Trecho:
● ● ●

P18D ' A discriminação racial impede que os negros consigam bons
empregos e melhorem de vida: 1) concordo muito; 2) concordo pouco; 3)
discordo pouco; 4) discordo muito.
. 82,2% escolheram as opções 1 ou 2;
.17,8% escolheram as opções 3 ou 4.
P47.3 ' Ser negro para um candidato que quer se eleger: 1) Atrapalha
muito; 2) Atrapalha um pouco; 3) Não atrapalha.
. 60,9% escolheram as opções 1 ou 2;
.39,1% escolheram a opção 3.
A percepção sobre a existência do preconceito e discriminação foi tratada,
ainda, através de pergunta direta, como a seguinte:
P8.3 ' O Preconceito contra negros. 1) Muito; 2) Pouco; 3) Nenhum.
. 74,1% escolheram a opção 1;
. 25,9% escolheram as opções 2 ou 3.
P 56.4 ' O sistema educacional discrimina os negros: 1) concordo
muito; 2) concordo pouco; 3) discordo pouco; 4) discordo muito.
. 58,4% escolheram as opções 1 ou 2;
. 41,6% escolheram as opções 3 ou 4.
A pergunta seguinte testou o reconhecimento de que existem estereótipos
negativos associados aos negros:
P48 ' Tem poucos negros na política porque: 1) Os negros não gostam
de política; 2) Existe preconceito contra os negros; 3) Os negros não
têm capacidade de fazer política.
. 77,5% dos entrevistados escolheram a opção 2;
. 22,5% escolheram as opções 1 e 3.
Sobre a distância social, selecionamos as seguintes perguntas:
P31 ' Quanto a ter um chefe negro a maioria das pessoas: 1) Se
importaria com isso; 2) Não daria importância para a cor do seu
chefe.
.51,7% escolheram a opção 1;
.48,3% escolheram a opção 2.
P33 'Se um parente próximo casasse com uma pessoa negra, a maioria
das pessoas brancas: 1) Não se importaria com isso; 2) Não gostaria.
. 60,5% escolheram a opção 2;
. 39,5% escolheram a opção 1.
Tomando estas oito perguntas como itens para compor um índice de percepção do
racismo, temos um resultado bastante diferente daquele obtido no índice
anterior, com uma distribuição das respostas muito mais equilibrada e com um
amplo reconhecimento da população do Estado do Rio de Janeiro quanto à
existência de racismo contra os negros (94%). Dentro de uma escala de zero (0)

● ● ●

Entradas para rotulagem de caixas delimitadoras:
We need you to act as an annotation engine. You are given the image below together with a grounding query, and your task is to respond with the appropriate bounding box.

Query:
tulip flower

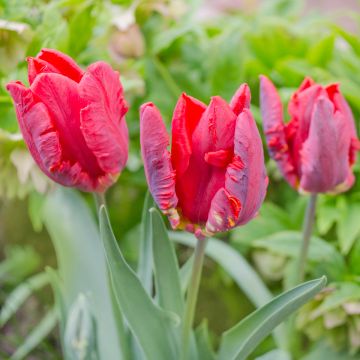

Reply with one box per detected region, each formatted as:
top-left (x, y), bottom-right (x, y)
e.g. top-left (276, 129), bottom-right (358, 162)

top-left (7, 49), bottom-right (128, 192)
top-left (140, 84), bottom-right (267, 238)
top-left (260, 76), bottom-right (359, 193)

● ● ●

Exercícios:
1. Indique se cada afirmação concorda com o trecho sobre percepção do racismo, respondendo sim ou não e citando as palavras decisivas: (a) na pergunta P8.3, 74,1% escolheram a opção 1; (b) na pergunta P31, a maioria escolheu a opção 2; (c) o índice de percepção do racismo foi composto por oito perguntas.
2. Redigite o trecho sobre percepção do racismo, começando em "P18D ' A discriminação" e seguindo até "opções 2 ou 3.".
3. Segundo o trecho sobre percepção do racismo, que porcentagem dos entrevistados atribuiu a presença de poucos negros na política ao preconceito?
Os registros não são necessários aqui.

Respostas:
1.
(a) Sim: "74,1% escolheram a opção 1".
(b) Não: "51,7% escolheram a opção 1".
(c) Sim: "Tomando estas oito perguntas como itens para compor um índice de percepção do racismo".

2.
P18D ' A discriminação racial impede que os negros consigam bons
empregos e melhorem de vida: 1) concordo muito; 2) concordo pouco; 3)
discordo pouco; 4) discordo muito.
. 82,2% escolheram as opções 1 ou 2;
.17,8% escolheram as opções 3 ou 4.
P47.3 ' Ser negro para um candidato que quer se eleger: 1) Atrapalha
muito; 2) Atrapalha um pouco; 3) Não atrapalha.
. 60,9% escolheram as opções 1 ou 2;
.39,1% escolheram a opção 3.
A percepção sobre a existência do preconceito e discriminação foi tratada,
ainda, através de pergunta direta, como a seguinte:
P8.3 ' O Preconceito contra negros. 1) Muito; 2) Pouco; 3) Nenhum.
. 74,1% escolheram a opção 1;
. 25,9% escolheram as opções 2 ou 3.

3. 77,5% dos entrevistados.